Referring expression pointing data
++++++++++

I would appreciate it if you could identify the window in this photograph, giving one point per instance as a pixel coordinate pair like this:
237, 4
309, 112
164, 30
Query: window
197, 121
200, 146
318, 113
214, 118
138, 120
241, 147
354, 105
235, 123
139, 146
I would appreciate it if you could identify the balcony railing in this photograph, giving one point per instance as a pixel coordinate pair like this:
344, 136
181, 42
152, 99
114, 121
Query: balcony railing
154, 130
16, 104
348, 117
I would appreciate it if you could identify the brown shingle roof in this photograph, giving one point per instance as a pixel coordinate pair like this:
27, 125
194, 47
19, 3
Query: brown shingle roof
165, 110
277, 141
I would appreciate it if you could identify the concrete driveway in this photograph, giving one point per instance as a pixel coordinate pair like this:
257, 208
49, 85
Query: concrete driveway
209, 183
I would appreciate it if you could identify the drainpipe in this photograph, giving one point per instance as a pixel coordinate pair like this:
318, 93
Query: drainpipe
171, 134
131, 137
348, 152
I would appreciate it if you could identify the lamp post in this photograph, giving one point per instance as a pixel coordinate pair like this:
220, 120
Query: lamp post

++++++++++

* EXERCISE OBJECTIVE *
Where does the string "lamp" appear in the records above? Show every line that holds it.

* WRITTEN ANSWER *
I would appreciate it if you could identify the lamp post in this photograph, giving one point per instance as a pixel coordinate pair like this:
Query: lamp post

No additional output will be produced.